Assignment
Answer these questions from the text on parasite UCHL3 enzymes.
(a) What amino acid replaced the putative active-site cysteine in the catalytically inactive mutant?
(b) What size of shift in electrophoretic mobility showed that TgUCHL3 reacted with the Ub and Nedd8 probes?
(c) How identical and how similar are the UCHL3s from T. gondii and P. falciparum?

We decided to further investigate the UCH-L3 homologue TgUCHL3 (Fig. 1D), as the mammalian enzyme has been well characterized (Johnston et al., 1999; Misaghi et al., 2005) and provided us with a well-defined backdrop against which to describe its parasite counterpart. We were particularly interested in the ability of UCH-L3 to both deubiquitinate and deNeddylate target proteins (Wada et al., 1998; Hemelaar et al., 2004) and to determine whether this feature has been conserved throughout evolution.
UCHL3s from T. gondii and P. falciparum also have deNeddylating activity
To verify the specificity of the deubiquitinating activity, as well as test for deNeddylating and possible deSUMOylating activity of TgUCHL3, we cloned the ORF of TgUCHL3 from T. gondii cDNA. We further generated a catalytically inactive mutant by substituting the putative active-site cysteine with an alanine. Both constructs were translated in vitro and reacted with Ub-VME, Nedd8-VS and SUMO-VS.
TgUCHL3 reacted with both the Ub and the Nedd8 probes, as seen from the 9 kDa shift in electrophoretic mobility (Fig. 2A), but failed to be modified by the SUMO probe (data not shown). Nedd8 and Ub reactivities were abolished by pre-incubation of extracts and of TgUCHL3 with the alkylating agent N-ethylmaleimide (NEM), confirming the nature of this enzyme as a cysteine protease. This was further supported by the inability of the cysteine to alanine mutant to be modified by either probe. Interestingly, T. gondii Nedd8 and SUMO both share a similar degree of conservation to their human counterparts. Thus, we conclude that adduct formation is not an occurrence that applies across the board to all electrophilic Ubl derivatives.
Evidence for deubiquitinating and deNeddylating activity of T. gondii and P. falciparum UCHL3. In vitro transcription/translation using TgUCHL3 (A) and PfUCHL3 (B) both as either the wild-type or the catalytically inactive cysteine to alanine mutant was conducted in the presence of 35S-methionine. Translation products were reacted with the probes indicated, separated by SDS-PAGE and analysed by autoradiography which revealed the dual specificity towards Ub and Nedd8 for both wild-type UCHL3 variants. Reactivity is abolished by pre-incubation with the alkylating agent NEM or with the catalytically inactivated variants demonstrating the necessity of the active-site cysteine.
To determine whether the homologous gene product from P. falciparum also reacts with both Ub-VME and Nedd8-VS, we cloned the ORF of PfUCHL3 (NP_702465) from total 3D7 mRNA by reverse transcription polymerase chain reaction (RT-PCR), as this gene contains multiple introns. We noted a difference in the annotated sequence from the Plasmodium database versus the gene product we cloned. Comparison of the intron donor/acceptor sites with the genomic sequence of this gene validates our cloned sequence, which is further supported by sequence alignment with other UCHL3 homologues (Fig. 3A). PfUCHL3 was in vitro translated and reactivity with both the Ub as well as the Nedd8 probes was demonstrated (Fig. 2B). PfUCHL3 also failed to react with a SUMO probe (data not shown). Again, inclusion of NEM and mutation of the catalytic cysteine to an alanine abolished probe modification. We concluded that both UCHL3s from T. gondii and P. falciparum, which are only 32% identical and 42% similar, retain dual specificity towards Ub and Nedd8, as described for human UCHL3 (Hemelaar et al., 2004).

Region pointing data
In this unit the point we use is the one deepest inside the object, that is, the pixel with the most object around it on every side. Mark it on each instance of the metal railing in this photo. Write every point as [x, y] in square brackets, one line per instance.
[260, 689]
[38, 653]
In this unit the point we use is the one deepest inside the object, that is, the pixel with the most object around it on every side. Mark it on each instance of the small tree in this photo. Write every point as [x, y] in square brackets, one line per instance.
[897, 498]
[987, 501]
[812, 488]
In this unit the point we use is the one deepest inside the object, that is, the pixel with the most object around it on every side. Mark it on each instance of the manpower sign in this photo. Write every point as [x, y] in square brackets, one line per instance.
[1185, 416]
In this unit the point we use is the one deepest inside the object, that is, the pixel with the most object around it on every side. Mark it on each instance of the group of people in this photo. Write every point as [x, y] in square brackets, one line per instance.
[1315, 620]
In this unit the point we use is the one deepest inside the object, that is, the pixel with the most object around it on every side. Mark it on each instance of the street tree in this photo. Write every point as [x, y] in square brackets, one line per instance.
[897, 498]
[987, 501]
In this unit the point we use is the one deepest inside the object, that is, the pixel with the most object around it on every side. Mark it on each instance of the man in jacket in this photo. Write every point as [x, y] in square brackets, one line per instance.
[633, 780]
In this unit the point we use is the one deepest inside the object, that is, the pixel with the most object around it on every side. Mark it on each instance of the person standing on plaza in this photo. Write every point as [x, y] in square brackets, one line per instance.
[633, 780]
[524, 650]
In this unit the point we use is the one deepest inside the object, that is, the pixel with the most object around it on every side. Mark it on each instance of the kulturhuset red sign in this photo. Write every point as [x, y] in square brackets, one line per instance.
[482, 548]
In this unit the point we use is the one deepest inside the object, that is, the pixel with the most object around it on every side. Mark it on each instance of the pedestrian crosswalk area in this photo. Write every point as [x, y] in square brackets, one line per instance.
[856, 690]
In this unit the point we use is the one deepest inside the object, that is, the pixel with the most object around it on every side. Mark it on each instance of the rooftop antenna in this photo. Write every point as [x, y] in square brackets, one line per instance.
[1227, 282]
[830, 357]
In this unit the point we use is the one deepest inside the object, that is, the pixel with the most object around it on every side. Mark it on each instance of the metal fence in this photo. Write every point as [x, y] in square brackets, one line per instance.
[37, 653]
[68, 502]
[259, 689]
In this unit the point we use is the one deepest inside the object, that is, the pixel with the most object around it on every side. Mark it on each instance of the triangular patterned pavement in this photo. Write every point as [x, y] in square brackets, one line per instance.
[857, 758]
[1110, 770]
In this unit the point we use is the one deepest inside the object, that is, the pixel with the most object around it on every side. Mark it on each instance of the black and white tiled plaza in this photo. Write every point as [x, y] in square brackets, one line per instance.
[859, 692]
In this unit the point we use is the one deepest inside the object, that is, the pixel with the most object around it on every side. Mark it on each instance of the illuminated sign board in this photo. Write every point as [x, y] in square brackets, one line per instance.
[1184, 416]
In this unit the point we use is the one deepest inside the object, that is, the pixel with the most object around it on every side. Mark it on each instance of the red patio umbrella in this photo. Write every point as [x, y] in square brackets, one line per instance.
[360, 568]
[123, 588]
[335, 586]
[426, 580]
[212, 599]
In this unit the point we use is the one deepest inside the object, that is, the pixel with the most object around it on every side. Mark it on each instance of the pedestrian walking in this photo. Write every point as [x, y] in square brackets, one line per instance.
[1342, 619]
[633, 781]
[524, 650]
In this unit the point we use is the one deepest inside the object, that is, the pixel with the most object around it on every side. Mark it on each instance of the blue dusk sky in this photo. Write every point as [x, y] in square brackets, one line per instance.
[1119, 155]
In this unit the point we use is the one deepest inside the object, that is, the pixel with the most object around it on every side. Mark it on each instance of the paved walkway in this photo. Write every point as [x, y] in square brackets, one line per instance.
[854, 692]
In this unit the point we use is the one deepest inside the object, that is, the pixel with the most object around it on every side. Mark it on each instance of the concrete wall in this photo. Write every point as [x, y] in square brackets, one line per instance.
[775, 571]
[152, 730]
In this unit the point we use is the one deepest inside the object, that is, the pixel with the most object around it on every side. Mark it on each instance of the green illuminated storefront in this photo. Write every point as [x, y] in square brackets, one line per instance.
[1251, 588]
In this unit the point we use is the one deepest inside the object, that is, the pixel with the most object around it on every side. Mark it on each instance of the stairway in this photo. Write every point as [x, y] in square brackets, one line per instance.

Your response
(a) Alanine.
(b) A 9 kDa shift.
(c) They are 32% identical and 42% similar.